▶ **INSTRUCTIONS FOR THE TASK**:
Each entry needs to be copied exactly, with nothing left out.

▶ **RECORDS PROVIDED**:
------------------------------

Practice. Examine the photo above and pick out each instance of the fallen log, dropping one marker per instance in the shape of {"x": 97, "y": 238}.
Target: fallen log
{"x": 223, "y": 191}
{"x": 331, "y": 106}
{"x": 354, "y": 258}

------------------------------

▶ **TASK SOLUTION**:
Practice. Examine the photo above and pick out each instance of the fallen log, dropping one marker per instance in the shape of {"x": 97, "y": 238}.
Target: fallen log
{"x": 223, "y": 191}
{"x": 331, "y": 106}
{"x": 354, "y": 258}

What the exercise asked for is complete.